* [PASSAGE TO READ]:
- - - - -

From: Chuck Lever <chuck.lever@oracle.com>
To: NeilBrown <neil@brown.name>, Jeff Layton <jlayton@kernel.org>
Cc: linux-nfs@vger.kernel.org,
Olga Kornievskaia <okorniev@redhat.com>,
Dai Ngo <Dai.Ngo@oracle.com>, Tom Talpey <tom@talpey.com>,
Li Lingfeng <lilingfeng3@huawei.com>,
chenxiaosong@chenxiaosong.com
Subject: Re: [PATCH 2/3] nfsd: use kref and new mutex for global config management
Date: Thu, 19 Jun 2025 10:06:05 -0400 [thread overview]
Message-ID: <00bac421-cef6-451d-b868-592ed34c15af@oracle.com> (raw)

- - - - -

* [DATA SUPPLIED]:
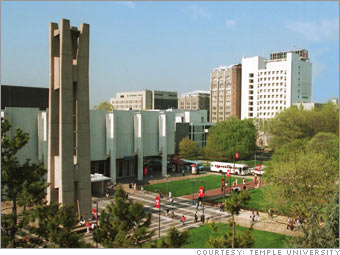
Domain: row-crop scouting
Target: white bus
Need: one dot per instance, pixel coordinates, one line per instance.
(222, 167)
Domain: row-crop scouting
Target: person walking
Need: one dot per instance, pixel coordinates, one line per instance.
(183, 219)
(88, 227)
(257, 217)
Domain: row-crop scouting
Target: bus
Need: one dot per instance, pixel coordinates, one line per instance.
(222, 167)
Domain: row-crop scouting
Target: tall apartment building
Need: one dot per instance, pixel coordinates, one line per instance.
(145, 100)
(270, 86)
(194, 100)
(225, 93)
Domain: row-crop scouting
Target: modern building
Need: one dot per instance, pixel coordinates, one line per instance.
(21, 96)
(68, 140)
(195, 100)
(272, 85)
(120, 141)
(145, 100)
(225, 93)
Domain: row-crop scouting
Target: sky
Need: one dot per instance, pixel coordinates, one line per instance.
(170, 45)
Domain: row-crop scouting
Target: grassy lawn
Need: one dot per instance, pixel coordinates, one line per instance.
(199, 236)
(185, 187)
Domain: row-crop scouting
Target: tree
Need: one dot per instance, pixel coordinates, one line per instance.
(232, 134)
(52, 226)
(21, 185)
(325, 142)
(233, 205)
(188, 148)
(319, 235)
(298, 184)
(104, 106)
(297, 123)
(123, 223)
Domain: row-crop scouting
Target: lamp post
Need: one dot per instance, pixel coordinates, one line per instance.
(203, 196)
(193, 182)
(166, 176)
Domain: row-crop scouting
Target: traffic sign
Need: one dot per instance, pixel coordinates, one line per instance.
(157, 202)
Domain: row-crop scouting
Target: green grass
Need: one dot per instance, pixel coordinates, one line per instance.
(198, 237)
(256, 201)
(185, 187)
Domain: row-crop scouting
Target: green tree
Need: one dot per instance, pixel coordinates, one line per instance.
(232, 134)
(188, 148)
(325, 142)
(300, 183)
(233, 205)
(104, 106)
(243, 239)
(297, 123)
(123, 223)
(21, 185)
(52, 226)
(318, 234)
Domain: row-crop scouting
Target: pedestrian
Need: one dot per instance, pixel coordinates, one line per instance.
(183, 219)
(288, 222)
(271, 213)
(252, 217)
(87, 227)
(291, 225)
(82, 221)
(196, 217)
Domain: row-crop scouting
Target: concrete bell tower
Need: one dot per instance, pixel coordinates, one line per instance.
(69, 127)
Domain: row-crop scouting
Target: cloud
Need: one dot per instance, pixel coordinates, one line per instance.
(324, 30)
(198, 12)
(129, 4)
(230, 23)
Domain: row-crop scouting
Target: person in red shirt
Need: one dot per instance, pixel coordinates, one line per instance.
(183, 219)
(87, 227)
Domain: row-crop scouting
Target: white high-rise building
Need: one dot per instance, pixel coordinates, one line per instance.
(270, 86)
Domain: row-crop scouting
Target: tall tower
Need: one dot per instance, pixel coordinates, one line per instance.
(69, 127)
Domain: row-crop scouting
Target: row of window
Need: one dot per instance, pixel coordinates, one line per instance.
(273, 72)
(271, 102)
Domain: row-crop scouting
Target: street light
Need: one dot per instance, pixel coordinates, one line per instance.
(166, 191)
(203, 196)
(193, 182)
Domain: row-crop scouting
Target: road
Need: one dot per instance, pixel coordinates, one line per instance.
(181, 206)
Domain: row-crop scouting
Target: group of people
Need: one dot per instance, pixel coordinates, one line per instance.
(110, 191)
(293, 223)
(254, 217)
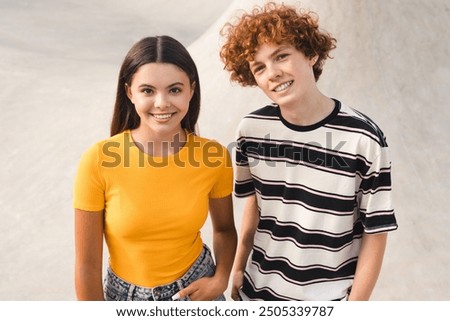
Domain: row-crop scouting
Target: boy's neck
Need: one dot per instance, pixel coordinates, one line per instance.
(309, 111)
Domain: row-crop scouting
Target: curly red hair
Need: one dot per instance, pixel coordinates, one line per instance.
(277, 24)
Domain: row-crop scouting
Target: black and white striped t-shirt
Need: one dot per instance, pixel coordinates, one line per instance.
(318, 189)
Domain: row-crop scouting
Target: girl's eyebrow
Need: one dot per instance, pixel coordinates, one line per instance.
(178, 83)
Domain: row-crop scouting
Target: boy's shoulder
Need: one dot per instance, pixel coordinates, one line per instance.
(353, 120)
(270, 110)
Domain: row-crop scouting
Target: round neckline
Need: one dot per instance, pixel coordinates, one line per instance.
(300, 128)
(170, 156)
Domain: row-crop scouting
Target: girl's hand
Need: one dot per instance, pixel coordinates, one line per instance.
(204, 289)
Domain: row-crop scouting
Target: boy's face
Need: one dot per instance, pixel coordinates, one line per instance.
(283, 73)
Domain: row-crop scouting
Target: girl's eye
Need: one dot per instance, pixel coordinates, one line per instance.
(281, 56)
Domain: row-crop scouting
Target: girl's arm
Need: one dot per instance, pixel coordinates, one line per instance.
(250, 220)
(88, 255)
(224, 245)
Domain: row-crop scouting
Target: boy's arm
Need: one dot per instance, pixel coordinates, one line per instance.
(250, 219)
(368, 266)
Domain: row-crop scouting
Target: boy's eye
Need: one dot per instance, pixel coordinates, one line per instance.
(281, 56)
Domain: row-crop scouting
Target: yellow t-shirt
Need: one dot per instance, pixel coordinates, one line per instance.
(154, 206)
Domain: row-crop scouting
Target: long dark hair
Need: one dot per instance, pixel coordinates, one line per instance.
(160, 49)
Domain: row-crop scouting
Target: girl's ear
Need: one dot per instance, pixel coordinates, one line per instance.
(193, 88)
(129, 93)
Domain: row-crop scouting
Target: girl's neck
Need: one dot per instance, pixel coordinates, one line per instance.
(159, 143)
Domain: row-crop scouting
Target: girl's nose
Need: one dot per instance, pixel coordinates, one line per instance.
(161, 101)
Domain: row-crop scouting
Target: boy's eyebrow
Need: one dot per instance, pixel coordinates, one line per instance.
(273, 54)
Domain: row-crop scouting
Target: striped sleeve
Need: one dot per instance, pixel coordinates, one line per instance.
(243, 185)
(375, 194)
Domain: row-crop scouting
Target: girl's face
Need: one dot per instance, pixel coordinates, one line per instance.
(160, 93)
(283, 73)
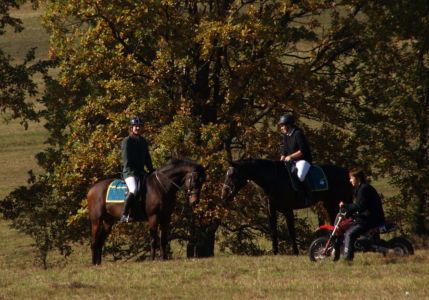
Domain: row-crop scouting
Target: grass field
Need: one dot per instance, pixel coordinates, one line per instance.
(223, 277)
(230, 277)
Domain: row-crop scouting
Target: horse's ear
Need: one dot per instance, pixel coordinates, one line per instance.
(231, 163)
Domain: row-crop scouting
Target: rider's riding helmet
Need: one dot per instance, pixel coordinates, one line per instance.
(286, 120)
(136, 121)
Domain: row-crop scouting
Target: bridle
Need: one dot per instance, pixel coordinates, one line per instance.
(192, 190)
(231, 188)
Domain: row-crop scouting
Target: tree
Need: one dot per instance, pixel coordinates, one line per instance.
(210, 78)
(16, 83)
(390, 92)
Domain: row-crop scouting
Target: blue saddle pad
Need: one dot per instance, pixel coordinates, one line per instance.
(316, 177)
(116, 191)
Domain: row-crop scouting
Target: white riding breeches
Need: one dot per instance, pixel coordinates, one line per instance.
(302, 169)
(131, 184)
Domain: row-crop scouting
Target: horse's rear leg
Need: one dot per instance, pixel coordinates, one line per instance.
(272, 215)
(153, 224)
(164, 241)
(99, 232)
(290, 220)
(96, 248)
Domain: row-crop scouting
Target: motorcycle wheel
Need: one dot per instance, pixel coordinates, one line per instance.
(316, 249)
(400, 246)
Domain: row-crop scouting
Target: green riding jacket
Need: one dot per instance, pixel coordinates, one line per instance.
(135, 156)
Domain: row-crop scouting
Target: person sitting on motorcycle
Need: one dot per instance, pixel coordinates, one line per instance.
(368, 207)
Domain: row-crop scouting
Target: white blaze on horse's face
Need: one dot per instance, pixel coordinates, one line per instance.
(228, 186)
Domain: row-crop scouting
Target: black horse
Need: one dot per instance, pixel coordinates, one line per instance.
(160, 189)
(273, 177)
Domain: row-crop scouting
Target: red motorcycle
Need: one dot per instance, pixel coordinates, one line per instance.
(330, 244)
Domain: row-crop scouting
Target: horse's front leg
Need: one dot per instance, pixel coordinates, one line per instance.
(95, 242)
(272, 214)
(290, 220)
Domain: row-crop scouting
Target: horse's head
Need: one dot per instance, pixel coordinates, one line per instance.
(193, 183)
(234, 181)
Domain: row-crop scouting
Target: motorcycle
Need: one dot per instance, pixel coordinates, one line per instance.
(330, 244)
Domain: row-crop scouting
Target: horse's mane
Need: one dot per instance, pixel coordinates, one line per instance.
(257, 162)
(176, 163)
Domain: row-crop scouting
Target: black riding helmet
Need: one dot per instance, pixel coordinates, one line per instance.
(136, 121)
(286, 120)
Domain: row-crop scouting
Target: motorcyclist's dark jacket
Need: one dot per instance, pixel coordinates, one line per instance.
(368, 205)
(135, 156)
(294, 141)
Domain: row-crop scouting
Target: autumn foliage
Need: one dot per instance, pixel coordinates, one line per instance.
(211, 78)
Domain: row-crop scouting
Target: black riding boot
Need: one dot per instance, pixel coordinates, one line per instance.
(305, 191)
(126, 210)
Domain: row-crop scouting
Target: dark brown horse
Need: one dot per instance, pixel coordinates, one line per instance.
(273, 177)
(159, 194)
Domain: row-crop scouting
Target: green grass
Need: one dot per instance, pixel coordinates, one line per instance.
(229, 277)
(223, 277)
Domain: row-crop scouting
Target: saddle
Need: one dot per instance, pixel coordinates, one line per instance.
(117, 191)
(316, 178)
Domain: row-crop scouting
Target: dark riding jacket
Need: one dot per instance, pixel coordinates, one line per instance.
(368, 205)
(135, 156)
(294, 141)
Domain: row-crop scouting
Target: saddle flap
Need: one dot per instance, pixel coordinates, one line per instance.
(315, 176)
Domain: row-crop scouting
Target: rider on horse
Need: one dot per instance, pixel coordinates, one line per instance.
(296, 149)
(135, 156)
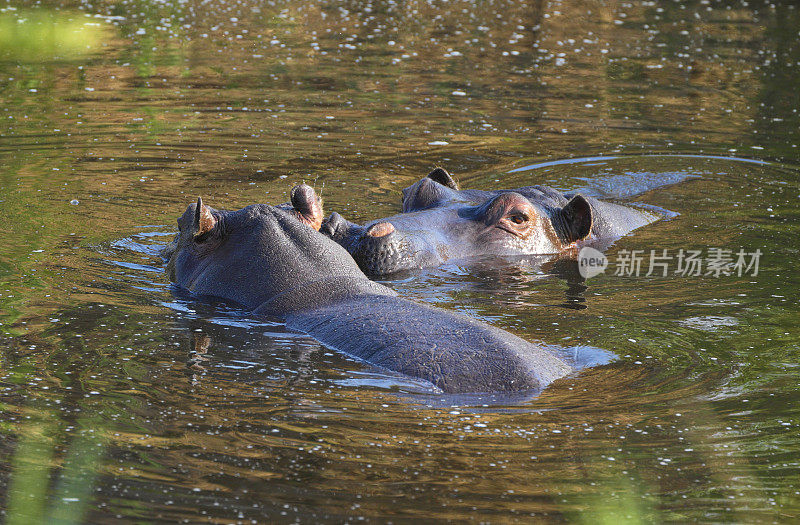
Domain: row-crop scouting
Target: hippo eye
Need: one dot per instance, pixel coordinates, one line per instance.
(518, 218)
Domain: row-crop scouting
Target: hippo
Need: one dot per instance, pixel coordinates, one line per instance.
(272, 261)
(440, 222)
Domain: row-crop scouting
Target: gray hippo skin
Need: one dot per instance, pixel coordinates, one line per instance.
(441, 222)
(271, 261)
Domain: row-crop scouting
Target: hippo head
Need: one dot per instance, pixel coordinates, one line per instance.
(444, 223)
(254, 254)
(437, 189)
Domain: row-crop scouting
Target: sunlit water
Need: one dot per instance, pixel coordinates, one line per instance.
(159, 408)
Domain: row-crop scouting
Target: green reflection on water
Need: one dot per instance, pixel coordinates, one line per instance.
(40, 35)
(39, 494)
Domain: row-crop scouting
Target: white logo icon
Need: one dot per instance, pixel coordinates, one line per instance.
(591, 262)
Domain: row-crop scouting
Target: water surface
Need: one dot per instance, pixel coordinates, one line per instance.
(121, 399)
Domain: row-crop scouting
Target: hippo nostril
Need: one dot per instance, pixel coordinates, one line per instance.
(382, 229)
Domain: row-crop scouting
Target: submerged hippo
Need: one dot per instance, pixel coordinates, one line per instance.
(441, 222)
(273, 262)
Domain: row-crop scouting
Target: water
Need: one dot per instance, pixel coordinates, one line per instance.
(123, 399)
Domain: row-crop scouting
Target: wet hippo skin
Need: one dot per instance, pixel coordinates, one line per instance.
(440, 222)
(272, 261)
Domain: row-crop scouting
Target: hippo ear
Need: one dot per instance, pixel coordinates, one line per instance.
(575, 220)
(204, 222)
(307, 206)
(443, 177)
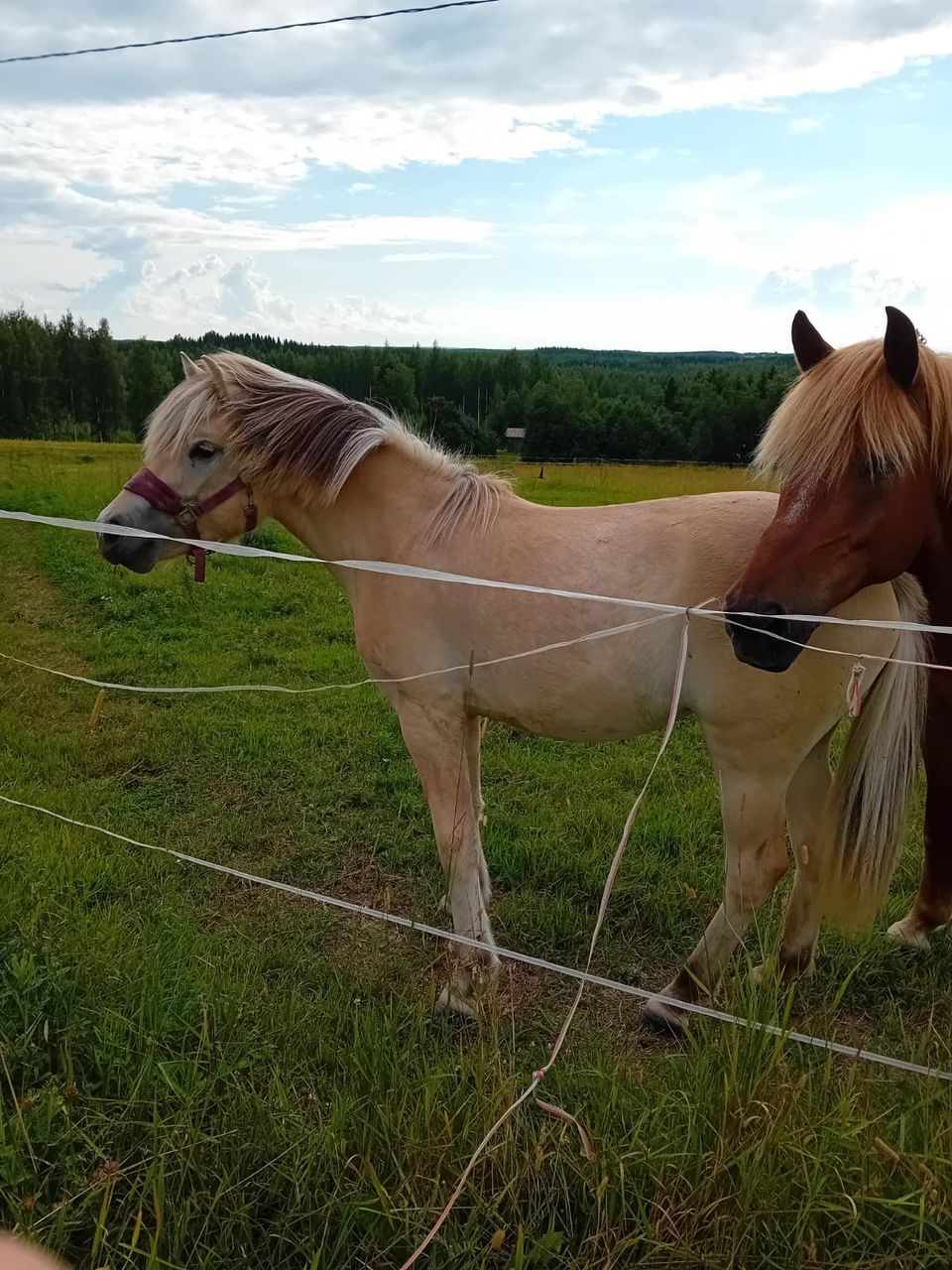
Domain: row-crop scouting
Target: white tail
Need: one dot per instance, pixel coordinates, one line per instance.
(874, 779)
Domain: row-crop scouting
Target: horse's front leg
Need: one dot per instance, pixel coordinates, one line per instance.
(438, 735)
(933, 905)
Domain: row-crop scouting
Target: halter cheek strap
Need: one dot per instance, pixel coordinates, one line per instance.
(186, 516)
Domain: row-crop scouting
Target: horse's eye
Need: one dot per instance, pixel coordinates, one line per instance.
(876, 470)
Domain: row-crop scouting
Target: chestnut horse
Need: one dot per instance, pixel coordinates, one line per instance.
(354, 484)
(862, 447)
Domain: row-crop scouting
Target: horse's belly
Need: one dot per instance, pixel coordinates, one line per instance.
(587, 707)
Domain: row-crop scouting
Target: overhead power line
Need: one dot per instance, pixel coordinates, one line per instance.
(248, 31)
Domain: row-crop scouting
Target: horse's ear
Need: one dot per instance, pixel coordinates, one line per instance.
(223, 384)
(809, 344)
(900, 347)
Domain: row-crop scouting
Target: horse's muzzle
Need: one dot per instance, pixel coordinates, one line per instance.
(140, 556)
(765, 636)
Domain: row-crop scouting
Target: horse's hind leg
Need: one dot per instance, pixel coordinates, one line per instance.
(435, 734)
(756, 853)
(933, 903)
(807, 799)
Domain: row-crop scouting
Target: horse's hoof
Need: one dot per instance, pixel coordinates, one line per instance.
(909, 933)
(664, 1019)
(452, 1002)
(765, 975)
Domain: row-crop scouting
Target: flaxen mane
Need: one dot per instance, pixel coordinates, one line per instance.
(284, 430)
(848, 407)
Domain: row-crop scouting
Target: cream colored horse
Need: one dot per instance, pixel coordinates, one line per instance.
(353, 483)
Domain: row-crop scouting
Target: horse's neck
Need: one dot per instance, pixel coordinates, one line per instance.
(382, 512)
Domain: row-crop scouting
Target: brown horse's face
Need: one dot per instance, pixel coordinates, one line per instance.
(828, 541)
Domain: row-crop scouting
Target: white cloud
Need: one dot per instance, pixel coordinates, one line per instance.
(211, 295)
(805, 123)
(407, 257)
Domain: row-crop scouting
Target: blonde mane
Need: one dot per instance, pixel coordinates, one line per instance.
(293, 432)
(848, 407)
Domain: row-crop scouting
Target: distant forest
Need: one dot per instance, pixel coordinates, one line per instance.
(67, 380)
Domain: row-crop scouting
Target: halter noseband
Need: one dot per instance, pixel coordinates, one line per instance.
(186, 516)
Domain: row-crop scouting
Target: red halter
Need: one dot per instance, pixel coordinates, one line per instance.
(164, 498)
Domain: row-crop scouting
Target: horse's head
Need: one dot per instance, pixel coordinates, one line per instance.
(853, 445)
(191, 486)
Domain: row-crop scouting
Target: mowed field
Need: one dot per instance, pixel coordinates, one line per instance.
(197, 1074)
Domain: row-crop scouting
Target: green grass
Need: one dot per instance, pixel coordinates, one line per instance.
(199, 1075)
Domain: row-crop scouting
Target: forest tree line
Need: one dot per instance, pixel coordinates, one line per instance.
(72, 381)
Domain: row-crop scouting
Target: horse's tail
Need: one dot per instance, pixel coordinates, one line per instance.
(874, 779)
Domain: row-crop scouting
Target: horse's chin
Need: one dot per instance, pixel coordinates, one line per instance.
(128, 554)
(761, 652)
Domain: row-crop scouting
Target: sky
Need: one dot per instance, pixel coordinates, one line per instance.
(613, 175)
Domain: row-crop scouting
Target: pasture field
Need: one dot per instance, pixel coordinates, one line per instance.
(199, 1075)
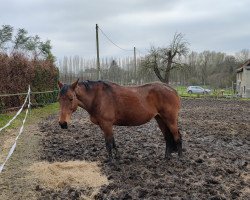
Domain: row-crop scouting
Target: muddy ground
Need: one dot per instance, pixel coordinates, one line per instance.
(215, 165)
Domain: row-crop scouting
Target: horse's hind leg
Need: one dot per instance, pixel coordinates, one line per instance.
(170, 144)
(109, 138)
(173, 127)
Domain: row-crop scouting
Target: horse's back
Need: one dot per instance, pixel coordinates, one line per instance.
(135, 105)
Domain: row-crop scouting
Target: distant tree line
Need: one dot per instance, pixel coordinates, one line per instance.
(22, 43)
(24, 60)
(216, 69)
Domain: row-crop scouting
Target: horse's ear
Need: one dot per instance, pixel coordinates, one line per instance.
(73, 85)
(60, 84)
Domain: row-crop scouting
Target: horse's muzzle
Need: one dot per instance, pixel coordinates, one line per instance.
(63, 125)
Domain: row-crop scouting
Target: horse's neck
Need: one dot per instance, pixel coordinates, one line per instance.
(85, 98)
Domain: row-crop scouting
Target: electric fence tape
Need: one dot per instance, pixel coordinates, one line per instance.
(21, 129)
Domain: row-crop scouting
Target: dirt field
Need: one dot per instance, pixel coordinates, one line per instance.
(215, 165)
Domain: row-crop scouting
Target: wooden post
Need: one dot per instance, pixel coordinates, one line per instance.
(97, 54)
(135, 76)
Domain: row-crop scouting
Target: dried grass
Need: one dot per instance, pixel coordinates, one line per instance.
(73, 173)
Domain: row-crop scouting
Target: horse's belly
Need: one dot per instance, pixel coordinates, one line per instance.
(134, 119)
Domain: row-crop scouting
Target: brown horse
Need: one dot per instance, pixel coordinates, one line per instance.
(110, 104)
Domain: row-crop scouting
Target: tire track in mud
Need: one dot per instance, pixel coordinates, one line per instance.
(215, 164)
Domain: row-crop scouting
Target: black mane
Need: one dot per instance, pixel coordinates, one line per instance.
(64, 89)
(89, 84)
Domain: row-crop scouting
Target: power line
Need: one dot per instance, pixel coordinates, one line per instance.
(113, 42)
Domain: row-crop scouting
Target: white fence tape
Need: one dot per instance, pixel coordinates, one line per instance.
(20, 131)
(19, 111)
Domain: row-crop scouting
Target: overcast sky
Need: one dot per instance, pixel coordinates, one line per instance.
(216, 25)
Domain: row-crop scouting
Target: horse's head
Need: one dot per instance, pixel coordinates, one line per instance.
(68, 102)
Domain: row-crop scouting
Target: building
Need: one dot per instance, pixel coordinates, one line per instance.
(243, 80)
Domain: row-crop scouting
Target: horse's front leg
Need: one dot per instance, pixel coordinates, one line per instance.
(109, 138)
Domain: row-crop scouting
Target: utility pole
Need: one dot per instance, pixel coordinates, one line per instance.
(97, 54)
(135, 61)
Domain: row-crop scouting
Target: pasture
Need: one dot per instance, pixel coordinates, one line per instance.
(215, 163)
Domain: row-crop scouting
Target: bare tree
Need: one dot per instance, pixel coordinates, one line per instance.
(163, 60)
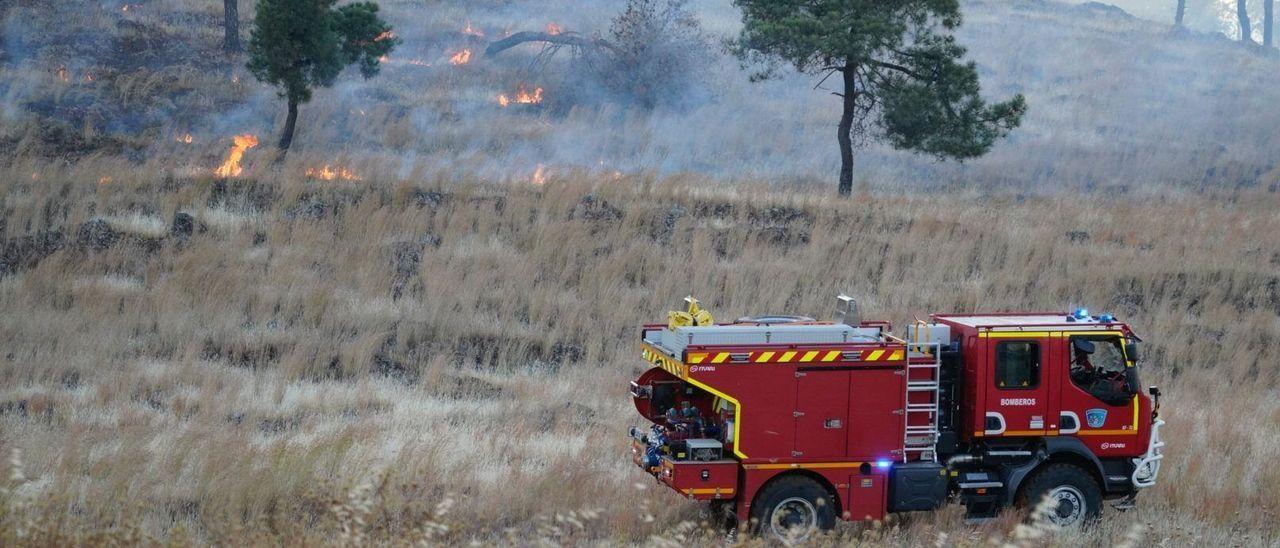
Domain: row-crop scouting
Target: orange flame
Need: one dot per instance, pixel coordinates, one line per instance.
(539, 176)
(461, 58)
(522, 96)
(332, 173)
(232, 168)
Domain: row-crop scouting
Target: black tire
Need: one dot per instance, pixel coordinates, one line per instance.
(1075, 498)
(792, 502)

- - - - -

* [YOUR INSTRUCTIONS]:
Do the following statements agree with the email header above? For each one, answer yes or no and quote the words from the header that decide it.
1. The message is dated Thursday, 19 June 2025.
2. Jeff Layton appears on the To line.
3. The subject refers to the third patch of a three-patch series.

* [THE ANSWER]:
1. Yes: "Date: Thu, 19 Jun 2025 10:06:05 -0400"
2. Yes: "To: NeilBrown <neil@brown.name>, Jeff Layton <jlayton@kernel.org>"
3. No: "[PATCH 2/3]"